SET EXERCISE 1 =
In the listing, give again the lines starting at the one containing "Where can you find the car headlight?" and ending at the one containing "point(447, 380)", with "Target" replaced by "Label" and nothing else altered.

EXTRACT =
___

Steve Nadis

Contributing writer

August 16, 2023

The modern notion of a black hole has been with us since February 1916, three months after Albert Einstein unveiled his theory of gravity. That’s when the physicist Karl Schwarzschild, in the midst of fighting in the German army during World War I, published a paper with astonishing implications: If enough mass is confined within a perfectly spherical region (bounded by the “Schwarzschild radius”), nothing can escape such an object’s intense gravitational pull, not even light itself. At the center of this sphere lies a singularity where density approaches infinity and known physics goes off the rails.

In the 100-plus years since, physicists and mathematicians have explored the properties of these enigmatic objects from the perspective of both theory and experiment. So it may be surprising to hear that “if you took a region of space with a bunch of matter spread out in it and asked a physicist if that region would collapse to form a black hole, we don’t yet have the tools to answer that question,” said Marcus Khuri, a mathematician at Stony Brook University.

___

SET EXERCISE 2 =
Do these statements agree with the passage on black holes? (a) Karl Schwarzschild published his paper while fighting in the German army during World War I. (b) At the center of the sphere, density approaches zero. (c) Marcus Khuri is a physicist at Stony Brook University.

RECORDS FOR THIS TASK =
___

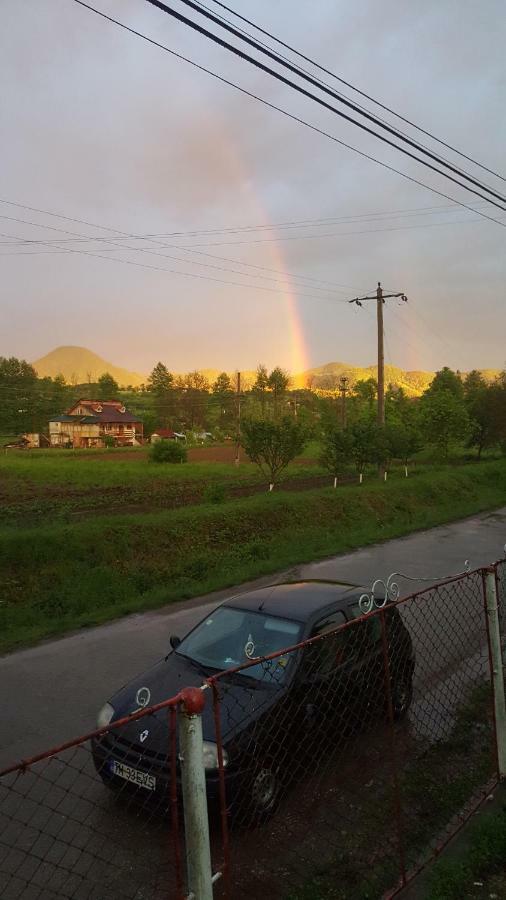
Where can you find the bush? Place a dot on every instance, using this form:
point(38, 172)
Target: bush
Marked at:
point(167, 451)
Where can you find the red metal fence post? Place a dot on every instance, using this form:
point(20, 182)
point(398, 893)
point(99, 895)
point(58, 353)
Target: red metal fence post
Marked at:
point(174, 802)
point(393, 748)
point(223, 798)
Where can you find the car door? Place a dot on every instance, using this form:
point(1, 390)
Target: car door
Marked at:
point(365, 636)
point(330, 671)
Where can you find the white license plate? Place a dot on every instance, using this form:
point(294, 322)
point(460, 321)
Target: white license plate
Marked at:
point(141, 779)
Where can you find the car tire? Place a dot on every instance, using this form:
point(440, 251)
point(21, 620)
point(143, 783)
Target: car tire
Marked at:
point(402, 695)
point(259, 797)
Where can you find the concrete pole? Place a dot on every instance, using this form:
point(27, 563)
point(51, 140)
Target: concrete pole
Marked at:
point(497, 668)
point(381, 357)
point(196, 823)
point(238, 443)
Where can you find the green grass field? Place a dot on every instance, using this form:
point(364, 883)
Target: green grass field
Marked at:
point(59, 575)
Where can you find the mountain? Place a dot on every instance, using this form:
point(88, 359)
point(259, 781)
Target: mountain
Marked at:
point(327, 377)
point(79, 365)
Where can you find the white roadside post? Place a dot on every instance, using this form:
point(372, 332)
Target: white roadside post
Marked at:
point(196, 823)
point(497, 668)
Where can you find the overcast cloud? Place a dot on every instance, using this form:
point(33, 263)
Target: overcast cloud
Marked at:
point(98, 125)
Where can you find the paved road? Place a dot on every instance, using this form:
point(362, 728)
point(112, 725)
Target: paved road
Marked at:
point(51, 692)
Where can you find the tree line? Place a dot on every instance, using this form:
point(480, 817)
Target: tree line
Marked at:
point(454, 410)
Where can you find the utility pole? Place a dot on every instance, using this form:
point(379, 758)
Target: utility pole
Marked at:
point(380, 298)
point(343, 390)
point(238, 439)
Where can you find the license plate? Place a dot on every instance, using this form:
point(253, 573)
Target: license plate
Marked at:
point(141, 779)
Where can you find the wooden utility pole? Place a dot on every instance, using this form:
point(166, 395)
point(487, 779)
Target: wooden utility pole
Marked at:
point(343, 390)
point(381, 356)
point(238, 439)
point(380, 298)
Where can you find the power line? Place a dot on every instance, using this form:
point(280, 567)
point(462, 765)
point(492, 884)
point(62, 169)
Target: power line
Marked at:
point(55, 248)
point(305, 93)
point(200, 276)
point(317, 82)
point(283, 238)
point(358, 91)
point(303, 223)
point(284, 112)
point(118, 247)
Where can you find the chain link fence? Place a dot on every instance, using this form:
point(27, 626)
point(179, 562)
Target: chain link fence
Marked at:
point(335, 767)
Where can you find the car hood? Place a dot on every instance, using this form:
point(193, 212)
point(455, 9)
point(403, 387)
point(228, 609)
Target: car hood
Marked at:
point(242, 700)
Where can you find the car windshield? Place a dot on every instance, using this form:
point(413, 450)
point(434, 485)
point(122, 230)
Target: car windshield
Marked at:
point(230, 637)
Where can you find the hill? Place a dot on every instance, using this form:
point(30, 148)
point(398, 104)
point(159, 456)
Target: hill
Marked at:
point(327, 377)
point(79, 365)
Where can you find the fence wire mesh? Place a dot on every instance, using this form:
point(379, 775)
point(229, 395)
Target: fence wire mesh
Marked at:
point(343, 761)
point(63, 836)
point(370, 744)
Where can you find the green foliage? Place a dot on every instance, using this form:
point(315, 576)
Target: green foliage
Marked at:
point(486, 854)
point(363, 437)
point(405, 440)
point(167, 451)
point(336, 450)
point(272, 445)
point(222, 385)
point(447, 381)
point(108, 388)
point(152, 559)
point(161, 380)
point(443, 413)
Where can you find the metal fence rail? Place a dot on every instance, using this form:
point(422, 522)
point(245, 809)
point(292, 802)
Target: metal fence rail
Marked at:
point(344, 763)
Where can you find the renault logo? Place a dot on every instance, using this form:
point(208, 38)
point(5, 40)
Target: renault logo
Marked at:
point(142, 697)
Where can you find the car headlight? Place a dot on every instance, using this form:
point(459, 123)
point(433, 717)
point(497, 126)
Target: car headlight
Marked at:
point(105, 715)
point(211, 755)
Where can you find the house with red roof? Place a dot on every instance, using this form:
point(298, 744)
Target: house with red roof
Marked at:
point(96, 423)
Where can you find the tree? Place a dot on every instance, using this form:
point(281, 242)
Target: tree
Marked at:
point(366, 390)
point(278, 382)
point(260, 387)
point(161, 387)
point(194, 393)
point(445, 419)
point(225, 397)
point(161, 380)
point(167, 451)
point(107, 387)
point(405, 440)
point(487, 412)
point(272, 445)
point(222, 385)
point(19, 389)
point(336, 451)
point(362, 444)
point(447, 380)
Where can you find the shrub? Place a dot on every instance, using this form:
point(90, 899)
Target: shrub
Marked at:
point(167, 451)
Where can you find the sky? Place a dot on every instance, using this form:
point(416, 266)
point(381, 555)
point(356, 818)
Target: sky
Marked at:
point(100, 126)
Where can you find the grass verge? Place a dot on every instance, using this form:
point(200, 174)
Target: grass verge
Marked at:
point(435, 784)
point(485, 858)
point(60, 577)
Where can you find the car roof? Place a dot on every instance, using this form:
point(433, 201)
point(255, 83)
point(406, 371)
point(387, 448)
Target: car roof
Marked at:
point(298, 600)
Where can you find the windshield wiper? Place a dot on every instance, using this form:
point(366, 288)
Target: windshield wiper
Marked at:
point(202, 667)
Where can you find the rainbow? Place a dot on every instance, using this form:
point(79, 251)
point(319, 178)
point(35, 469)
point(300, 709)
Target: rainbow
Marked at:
point(235, 167)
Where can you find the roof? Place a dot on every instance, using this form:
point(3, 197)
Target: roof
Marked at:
point(299, 600)
point(164, 432)
point(102, 411)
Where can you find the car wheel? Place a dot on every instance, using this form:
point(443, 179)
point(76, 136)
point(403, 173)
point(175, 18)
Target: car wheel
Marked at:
point(261, 795)
point(402, 695)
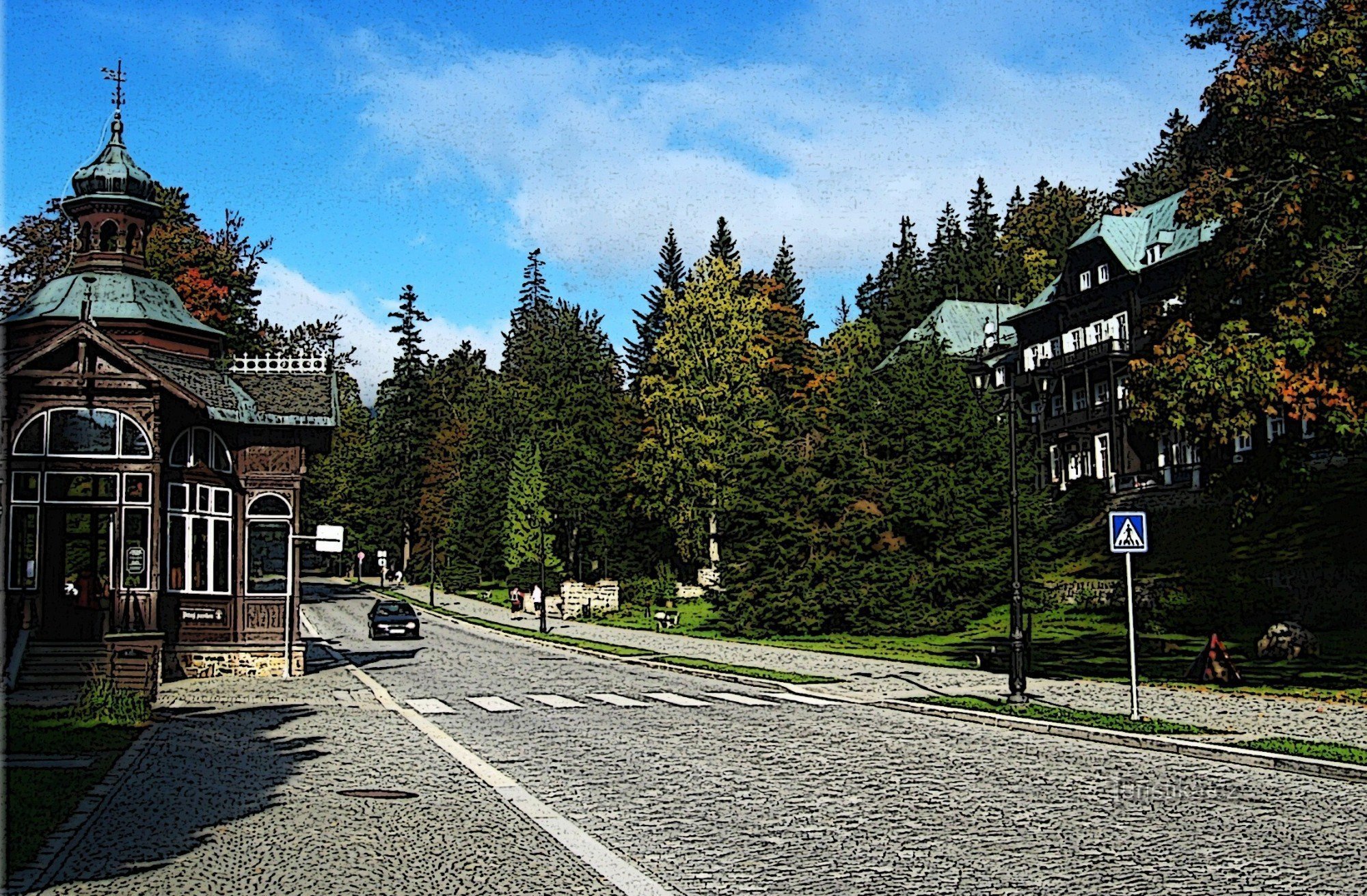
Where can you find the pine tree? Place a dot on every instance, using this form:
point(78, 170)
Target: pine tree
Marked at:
point(401, 426)
point(843, 313)
point(527, 521)
point(784, 272)
point(651, 323)
point(724, 246)
point(981, 245)
point(947, 262)
point(1169, 167)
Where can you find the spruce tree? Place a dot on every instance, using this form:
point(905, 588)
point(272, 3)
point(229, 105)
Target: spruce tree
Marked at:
point(784, 272)
point(651, 323)
point(981, 245)
point(947, 264)
point(724, 246)
point(527, 521)
point(1169, 167)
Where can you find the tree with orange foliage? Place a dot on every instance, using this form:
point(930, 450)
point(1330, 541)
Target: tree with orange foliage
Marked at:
point(1277, 320)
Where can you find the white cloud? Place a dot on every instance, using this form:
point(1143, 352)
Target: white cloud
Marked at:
point(597, 154)
point(289, 298)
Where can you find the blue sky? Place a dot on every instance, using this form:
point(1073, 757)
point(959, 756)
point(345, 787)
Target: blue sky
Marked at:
point(383, 144)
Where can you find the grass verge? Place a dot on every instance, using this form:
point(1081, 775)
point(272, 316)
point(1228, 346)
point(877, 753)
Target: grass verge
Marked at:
point(1041, 712)
point(38, 801)
point(755, 673)
point(617, 651)
point(1309, 749)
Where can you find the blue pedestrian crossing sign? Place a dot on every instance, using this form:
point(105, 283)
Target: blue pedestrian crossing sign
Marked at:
point(1130, 532)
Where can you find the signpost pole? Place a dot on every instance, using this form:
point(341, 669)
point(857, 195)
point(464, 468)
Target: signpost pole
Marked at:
point(1134, 641)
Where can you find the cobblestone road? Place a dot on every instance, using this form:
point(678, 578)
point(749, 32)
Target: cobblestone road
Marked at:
point(855, 800)
point(240, 794)
point(876, 679)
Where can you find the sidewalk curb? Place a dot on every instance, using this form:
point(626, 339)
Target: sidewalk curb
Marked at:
point(601, 655)
point(1154, 744)
point(55, 852)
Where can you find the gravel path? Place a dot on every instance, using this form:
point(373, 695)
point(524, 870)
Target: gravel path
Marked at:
point(1246, 715)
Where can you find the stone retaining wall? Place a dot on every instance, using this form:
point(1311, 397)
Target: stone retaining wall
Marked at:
point(208, 662)
point(601, 597)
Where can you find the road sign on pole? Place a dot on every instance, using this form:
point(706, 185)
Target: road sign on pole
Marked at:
point(1130, 536)
point(1130, 532)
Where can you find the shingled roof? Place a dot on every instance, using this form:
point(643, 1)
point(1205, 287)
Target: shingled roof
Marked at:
point(960, 325)
point(285, 399)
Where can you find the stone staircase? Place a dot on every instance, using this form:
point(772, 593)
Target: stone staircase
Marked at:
point(65, 666)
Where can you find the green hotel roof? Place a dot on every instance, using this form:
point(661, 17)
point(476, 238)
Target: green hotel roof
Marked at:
point(1128, 236)
point(959, 323)
point(116, 295)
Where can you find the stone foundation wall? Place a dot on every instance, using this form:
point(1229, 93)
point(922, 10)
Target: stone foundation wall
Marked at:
point(207, 663)
point(601, 597)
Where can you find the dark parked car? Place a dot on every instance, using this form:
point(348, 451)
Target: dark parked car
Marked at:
point(393, 619)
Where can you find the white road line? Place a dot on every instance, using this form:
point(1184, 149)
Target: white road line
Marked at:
point(617, 700)
point(679, 700)
point(430, 707)
point(556, 701)
point(494, 704)
point(602, 860)
point(744, 700)
point(804, 698)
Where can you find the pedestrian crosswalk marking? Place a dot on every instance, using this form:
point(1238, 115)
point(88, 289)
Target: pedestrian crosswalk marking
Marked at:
point(556, 701)
point(430, 707)
point(677, 700)
point(744, 700)
point(494, 704)
point(804, 698)
point(617, 700)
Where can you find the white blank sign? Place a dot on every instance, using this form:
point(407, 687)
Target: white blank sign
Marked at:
point(329, 540)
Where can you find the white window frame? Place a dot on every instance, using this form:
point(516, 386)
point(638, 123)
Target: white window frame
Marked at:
point(43, 418)
point(213, 519)
point(118, 485)
point(1101, 447)
point(191, 458)
point(258, 518)
point(38, 544)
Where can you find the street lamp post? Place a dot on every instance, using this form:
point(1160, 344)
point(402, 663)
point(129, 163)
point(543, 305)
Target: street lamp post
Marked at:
point(541, 551)
point(981, 377)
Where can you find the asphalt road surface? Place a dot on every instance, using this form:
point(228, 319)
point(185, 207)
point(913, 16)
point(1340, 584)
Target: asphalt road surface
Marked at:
point(712, 787)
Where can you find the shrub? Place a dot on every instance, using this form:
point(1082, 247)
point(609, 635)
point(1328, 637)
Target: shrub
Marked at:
point(105, 704)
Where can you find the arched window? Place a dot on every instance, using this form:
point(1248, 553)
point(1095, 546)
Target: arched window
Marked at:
point(270, 506)
point(83, 432)
point(200, 444)
point(269, 545)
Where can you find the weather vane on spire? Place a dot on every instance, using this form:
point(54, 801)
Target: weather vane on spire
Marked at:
point(118, 78)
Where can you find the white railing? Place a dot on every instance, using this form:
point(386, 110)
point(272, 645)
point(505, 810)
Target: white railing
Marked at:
point(280, 364)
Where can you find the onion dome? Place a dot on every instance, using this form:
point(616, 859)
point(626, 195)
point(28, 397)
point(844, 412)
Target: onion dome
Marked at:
point(114, 172)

___

TASK OUTPUT 1 =
Where can you find the car headlight? Place a dot on every instance, using this form:
point(459, 123)
point(433, 717)
point(497, 126)
Label: car headlight
Marked at:
point(105, 715)
point(211, 755)
Where can you find the house with red roof? Place a dot on every instance, using this form:
point(298, 744)
Label: house with red roof
Marked at:
point(96, 423)
Where can you find the tree? Place a dot on every instance, using this form:
point(281, 242)
Label: tree
Marked at:
point(366, 390)
point(278, 382)
point(260, 387)
point(161, 387)
point(194, 393)
point(445, 419)
point(225, 397)
point(161, 380)
point(167, 451)
point(107, 387)
point(405, 440)
point(487, 412)
point(272, 445)
point(222, 385)
point(19, 389)
point(336, 451)
point(362, 444)
point(447, 380)

TASK OUTPUT 2 =
(a) Yes: "That’s when the physicist Karl Schwarzschild, in the midst of fighting in the German army during World War I, published a paper"
(b) No: "a singularity where density approaches infinity"
(c) No: "Marcus Khuri, a mathematician at Stony Brook University"